* STATED EXERCISE
Turn every line of the listing below into a numbered list, skipping any blank lines. Leave the pictures out of your answer.

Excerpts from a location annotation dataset
-*-*-

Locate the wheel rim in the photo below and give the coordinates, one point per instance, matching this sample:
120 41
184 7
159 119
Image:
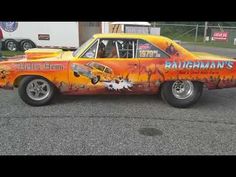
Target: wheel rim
182 89
11 46
27 45
38 89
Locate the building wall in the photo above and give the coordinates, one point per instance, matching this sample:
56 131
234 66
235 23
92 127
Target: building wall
87 29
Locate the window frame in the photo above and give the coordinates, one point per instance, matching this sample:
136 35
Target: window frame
168 56
88 48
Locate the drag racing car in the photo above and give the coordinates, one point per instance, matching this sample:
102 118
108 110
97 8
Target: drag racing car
118 64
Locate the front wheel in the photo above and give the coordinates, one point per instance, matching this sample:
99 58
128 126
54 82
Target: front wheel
181 94
36 91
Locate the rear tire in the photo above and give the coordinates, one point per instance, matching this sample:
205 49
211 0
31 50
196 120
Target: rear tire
36 91
26 45
181 94
11 45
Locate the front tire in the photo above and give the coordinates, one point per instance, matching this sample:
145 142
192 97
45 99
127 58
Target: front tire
181 94
11 45
36 91
26 45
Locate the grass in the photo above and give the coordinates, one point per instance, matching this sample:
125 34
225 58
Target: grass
10 53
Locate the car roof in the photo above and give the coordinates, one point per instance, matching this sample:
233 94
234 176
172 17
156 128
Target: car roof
131 36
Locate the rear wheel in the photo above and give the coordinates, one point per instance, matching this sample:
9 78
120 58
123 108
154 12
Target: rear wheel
26 45
11 45
36 91
181 94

-*-*-

* SOLUTION BELOW
1. Locate the wheel rim in the photo below and give the coordinates, one point per instance, matching this sample:
2. 120 41
3. 184 7
4. 159 119
5. Image:
6. Target: wheel rim
7. 182 89
8. 11 46
9. 27 45
10. 38 89
11. Locate the building wall in the photo above and give the coordinates, one point per instance, matching this sample:
12. 56 131
13. 234 66
14. 235 23
15. 92 127
16. Target: building wall
17. 87 29
18. Locate the window frame in the photo above and give the coordinates, one point per instance, matching this sample:
19. 136 35
20. Target: window frame
21. 168 56
22. 88 48
23. Locate the drag racing car in the photo above and give the coordinates, one point per instance, matching this sample:
24. 102 118
25. 108 110
26. 97 8
27. Target: drag racing car
28. 118 64
29. Locate the front wheel in the photo above and give the coordinates, one point per instance, matching this sample:
30. 99 58
31. 128 126
32. 54 82
33. Target: front wheel
34. 181 94
35. 36 91
36. Locate the rear tire in the photo above and give the coordinates, one point per instance, matching this sample:
37. 205 49
38. 211 0
39. 31 50
40. 196 120
41. Target: rear tire
42. 36 91
43. 26 45
44. 181 94
45. 11 45
46. Locate the front tire in the photo above and give the coordinates, one point per instance, matching this sample:
47. 145 142
48. 192 97
49. 45 99
50. 127 58
51. Target: front tire
52. 181 94
53. 11 45
54. 36 91
55. 26 45
56. Locate the grass in the photo above and give the coordinates, one point per instance, matching this sample:
57. 125 34
58. 225 58
59. Target: grass
60. 10 53
61. Locate the car roof in the photo above and give the coordinates, one point per instance, matching this sample:
62. 233 94
63. 234 176
64. 172 17
65. 156 128
66. Target: car roof
67. 131 36
68. Locate the rear wheel in the photo above and give the coordinates, one point per instance, matching this sample:
69. 9 78
70. 120 58
71. 123 108
72. 154 12
73. Target: rear wheel
74. 26 45
75. 11 45
76. 36 91
77. 181 94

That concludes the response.